[Task item] Can you reproduce, word for word, the passage of the opinion piece on George Floyd's death from "Those of us" to "Floyd collateral damage."?

I can’t breathe. These were George Floyd’s last words before Minneapolis law enforcement officers murdered him on May 25, 2020.
'I can’t breathe' must have been the last thought of every single human being who succumbed to Covid-19, the fatal pathogen that is currently sweeping across the world.
Those of us who can breathe, belong to a connected world without digital boundaries. Some of us are in anguish; some of us are feeling powerless, fearful or angry. Some of us took to the streets in protest. Among us are those who are indifferent to the plight of the many who have died, making them breathless. 'That was indeed horrible', but we must continue with our lives, be safe in our homes and watch from the safe distance of our couches.
Then there are those among us who deeply breathe in an air-filled with privilege, due to our race, religion, social and income status, as well as nationality. These people cherish the new world order of justice. They consider the death of Floyd collateral damage.
Who benefitted from the death of George Floyd? Firstly, US President Trump.
Floyd’s killing further deepened the sharp divide within the American community. The divide between the rich and the poor. Those who have access to healthcare and those who do not. The divide between the conservatives and the liberals; the divide between the Republicans and the Democrats; the divide between the white supremacists and the rest of the country.

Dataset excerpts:
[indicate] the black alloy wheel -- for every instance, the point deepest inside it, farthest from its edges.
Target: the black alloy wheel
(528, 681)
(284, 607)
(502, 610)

[Task solution]
Those of us who can breathe, belong to a connected world without digital boundaries. Some of us are in anguish; some of us are feeling powerless, fearful or angry. Some of us took to the streets in protest. Among us are those who are indifferent to the plight of the many who have died, making them breathless. 'That was indeed horrible', but we must continue with our lives, be safe in our homes and watch from the safe distance of our couches.
Then there are those among us who deeply breathe in an air-filled with privilege, due to our race, religion, social and income status, as well as nationality. These people cherish the new world order of justice. They consider the death of Floyd collateral damage.